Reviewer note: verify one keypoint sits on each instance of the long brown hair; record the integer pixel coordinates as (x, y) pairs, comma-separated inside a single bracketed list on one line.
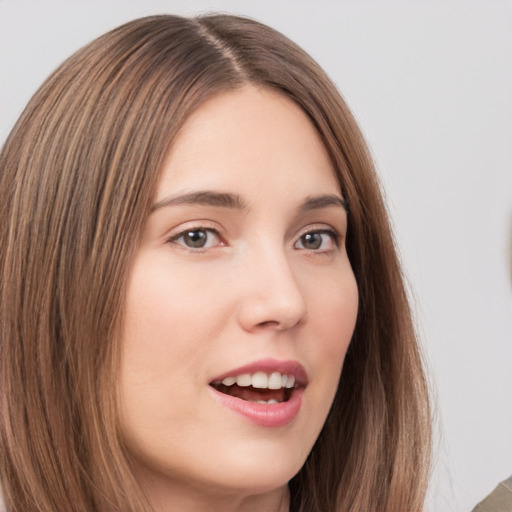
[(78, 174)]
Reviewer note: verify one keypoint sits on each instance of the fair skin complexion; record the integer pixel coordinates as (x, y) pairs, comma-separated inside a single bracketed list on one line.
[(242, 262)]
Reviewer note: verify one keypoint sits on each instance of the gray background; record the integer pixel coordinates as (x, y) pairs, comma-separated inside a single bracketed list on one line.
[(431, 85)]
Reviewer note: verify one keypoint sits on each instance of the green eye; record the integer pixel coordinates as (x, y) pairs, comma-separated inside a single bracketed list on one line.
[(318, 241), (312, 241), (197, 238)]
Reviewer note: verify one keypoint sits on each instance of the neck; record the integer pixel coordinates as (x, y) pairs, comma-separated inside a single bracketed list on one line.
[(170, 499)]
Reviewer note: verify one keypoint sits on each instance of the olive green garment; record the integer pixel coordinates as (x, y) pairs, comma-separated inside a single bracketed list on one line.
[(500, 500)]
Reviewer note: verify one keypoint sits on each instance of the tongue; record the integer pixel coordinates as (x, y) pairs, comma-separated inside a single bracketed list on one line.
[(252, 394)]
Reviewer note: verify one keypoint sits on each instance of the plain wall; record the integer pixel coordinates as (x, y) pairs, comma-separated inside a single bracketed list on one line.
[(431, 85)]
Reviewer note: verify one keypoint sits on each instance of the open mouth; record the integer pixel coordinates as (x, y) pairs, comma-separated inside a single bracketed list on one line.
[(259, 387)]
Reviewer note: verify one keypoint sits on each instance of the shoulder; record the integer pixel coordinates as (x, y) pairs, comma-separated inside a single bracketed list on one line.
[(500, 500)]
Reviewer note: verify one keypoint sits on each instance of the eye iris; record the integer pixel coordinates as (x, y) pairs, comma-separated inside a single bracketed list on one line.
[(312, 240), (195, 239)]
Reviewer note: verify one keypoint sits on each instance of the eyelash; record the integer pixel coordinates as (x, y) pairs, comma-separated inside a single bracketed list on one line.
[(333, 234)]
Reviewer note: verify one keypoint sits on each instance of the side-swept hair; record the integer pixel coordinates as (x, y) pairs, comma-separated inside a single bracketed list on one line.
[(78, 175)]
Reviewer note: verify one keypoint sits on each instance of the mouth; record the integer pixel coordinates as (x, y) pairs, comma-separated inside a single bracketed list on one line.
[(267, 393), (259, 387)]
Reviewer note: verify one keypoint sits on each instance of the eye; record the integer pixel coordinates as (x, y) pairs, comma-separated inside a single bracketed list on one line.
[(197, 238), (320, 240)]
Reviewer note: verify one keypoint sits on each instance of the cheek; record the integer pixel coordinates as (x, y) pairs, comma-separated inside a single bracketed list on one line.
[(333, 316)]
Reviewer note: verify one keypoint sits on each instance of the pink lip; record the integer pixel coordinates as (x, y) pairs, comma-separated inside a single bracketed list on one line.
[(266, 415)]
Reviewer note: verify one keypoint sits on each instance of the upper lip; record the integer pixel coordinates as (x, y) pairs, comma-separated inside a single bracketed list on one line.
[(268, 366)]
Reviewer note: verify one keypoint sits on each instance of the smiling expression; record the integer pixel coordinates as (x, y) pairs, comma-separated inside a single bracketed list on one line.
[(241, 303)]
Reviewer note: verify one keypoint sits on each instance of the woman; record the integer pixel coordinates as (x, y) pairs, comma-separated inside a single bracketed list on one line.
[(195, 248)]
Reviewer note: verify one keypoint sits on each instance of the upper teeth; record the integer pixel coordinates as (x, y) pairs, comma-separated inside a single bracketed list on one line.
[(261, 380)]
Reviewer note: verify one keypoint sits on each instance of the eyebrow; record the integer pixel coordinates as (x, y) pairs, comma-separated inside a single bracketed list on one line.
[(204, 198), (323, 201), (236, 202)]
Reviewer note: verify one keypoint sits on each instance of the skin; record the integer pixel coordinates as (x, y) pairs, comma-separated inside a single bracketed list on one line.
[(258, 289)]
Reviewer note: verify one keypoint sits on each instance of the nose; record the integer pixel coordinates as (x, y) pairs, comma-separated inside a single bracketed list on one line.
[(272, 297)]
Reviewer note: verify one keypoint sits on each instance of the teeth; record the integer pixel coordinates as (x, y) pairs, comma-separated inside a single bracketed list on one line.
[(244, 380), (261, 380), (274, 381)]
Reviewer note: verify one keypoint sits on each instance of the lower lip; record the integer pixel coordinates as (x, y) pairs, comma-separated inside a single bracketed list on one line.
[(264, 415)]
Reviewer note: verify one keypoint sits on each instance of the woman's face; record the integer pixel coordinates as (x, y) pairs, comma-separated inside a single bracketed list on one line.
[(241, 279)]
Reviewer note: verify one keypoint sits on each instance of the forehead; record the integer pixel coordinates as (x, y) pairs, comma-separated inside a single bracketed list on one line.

════════

Give the listing above again exactly, minus any images.

ANSWER FOR THIS EXERCISE –
Reviewer note: verify one keypoint sits on each instance of the long brown hair; record the integer pixel coordinates as (x, y) pairs, comma-separated inside a single bracketed list on one line.
[(78, 174)]
Reviewer note: verify one keypoint sits on each instance of the fair skin complexion; record the integer pixel coordinates as (x, y) pairs, comma-separated inside a single bracketed list on one line.
[(242, 262)]
Reviewer note: verify one keypoint sits on each instance of the gray background; record the integer pixel coordinates as (x, y) pairs, comma-separated inside a single bracketed list on one line.
[(431, 85)]
Reviewer note: verify one keypoint sits on each instance of the green eye; record the integer pixel coordinates as (x, y) pairs, comma-separated inside a single bracketed list on one line.
[(318, 241), (312, 241), (197, 238)]
Reviewer note: verify one keypoint sits on each instance of the neck; record the integer pixel coordinates as (x, y) pairs, comma-separated inside a single bracketed list on one line.
[(170, 499)]
Reviewer note: verify one keypoint sits on each instance of the olive green garment; record the integer pixel coordinates as (x, y) pairs, comma-separated inside a single bracketed list on one line.
[(500, 500)]
Reviewer note: verify one keypoint sits on each instance of the tongue; record the integer pixel coordinates as (x, y) pairs, comma-separated inside a single bracketed list on one line.
[(252, 394)]
Reviewer note: verify one keypoint sits on each instance of the plain wall; record the integer pixel coordinates as (x, y) pairs, comma-separated inside a single bracketed list on one line.
[(431, 85)]
Reviewer note: verify one keypoint sits on each instance of the open mouth; record the integer pixel coordinates as (x, y) pairs, comma-separated inside a single bracketed list on one line.
[(259, 387)]
Reviewer note: verify one keypoint sits on each instance of the shoulder; record the integer pixel coordinates as (x, y) pairs, comma-separated inside a single bracketed list on one line.
[(500, 500)]
Reviewer note: verify one keypoint sits on each instance of the eye iris; record the integer pixel coordinates as (x, y) pairs, comma-separated inside a single bracketed list on one line.
[(312, 240), (195, 239)]
Reviewer note: verify one keypoint sits on each instance of the eyelash; record the integer pixel coordinates as (x, y) pairs, comma-separated inside a single bracketed list on one line.
[(333, 234)]
Reviewer note: verify one keypoint sits on each instance of the side-swept hair; record the integer pixel coordinates as (x, y) pairs, comma-separated inside a single bracketed list on one line.
[(78, 175)]
Reviewer note: verify one keypoint sits on each instance of the mouth; record the integer pixel coordinates as (x, y) pairs, comma-separated inside a single bracketed list on one line.
[(267, 393), (259, 387)]
Reviewer note: verify one keypoint sits on each instance of the eye; record the integer pixel coordinates as (x, y) pairs, comma-separated inside a single bracketed list on one line.
[(197, 238), (320, 240)]
Reviewer note: verify one keypoint sits on each instance of the cheek; record the integer pixel coordinates as (x, y) pairs, comma-separated inside a single bracketed list on one line.
[(333, 316)]
Reviewer note: verify one keypoint sits on each instance of the pink lip; record the integer pixel coordinates as (x, y) pairs, comma-separated inside a single bracketed list on one line.
[(266, 415)]
Reviewer note: verify one keypoint sits on each instance of the upper lip; record the integer pixel coordinates as (x, y) pairs, comma-separated inside a single bracketed list on one line.
[(268, 366)]
Reviewer note: verify one keypoint sits on each instance of the smiling expression; record the integer pixel coordinates as (x, y) pairs, comma-separated inside a single bracketed list on one line.
[(241, 303)]
Reviewer note: verify one keypoint sits on each instance of the woman; record the integer pixel coordinates as (x, y) pairs, comma-separated inside a single bracketed list on one line.
[(195, 248)]
Reviewer note: verify one keypoint sits on each instance of the upper teeth; record the integer pixel coordinates as (x, y) pairs, comma-separated inside a single bracketed list on one line.
[(261, 380)]
Reviewer note: verify one keypoint sits on each instance of the eyebrow; record the integer pixel coordinates as (x, y) pairs, comma-separated inside a single bracketed list on one line.
[(204, 198), (323, 201), (236, 202)]
Reviewer note: verify one keypoint sits on each instance of the skin; record the integer pixel coordinates as (x, y) pairs, comma-separated inside a single bracketed list on one line.
[(258, 289)]
Reviewer note: verify one keypoint sits on each instance of the nose; record the integer pixel coordinates as (x, y) pairs, comma-separated inside a single bracketed list on one line.
[(272, 297)]
Reviewer note: verify one keypoint sits on each instance of the teeth; record the integer pixel coordinates as (x, y) pairs, comma-separated inside a single bracketed list on one line.
[(244, 380), (261, 380), (274, 381)]
Reviewer note: verify one keypoint sits on each instance of the lower lip; record the integer pixel coordinates as (x, y) pairs, comma-separated inside a single bracketed list on one line.
[(264, 415)]
Reviewer note: verify one keypoint sits on each instance of the woman's face; record the integer pixel coordinates as (x, y) pairs, comma-separated inside a single bracketed list on one line.
[(241, 279)]
Reviewer note: verify one keypoint sits on each instance of the forehead; record the integer pixel coordinates as (x, y) pairs, comma-separated inside a single bracketed list on one line.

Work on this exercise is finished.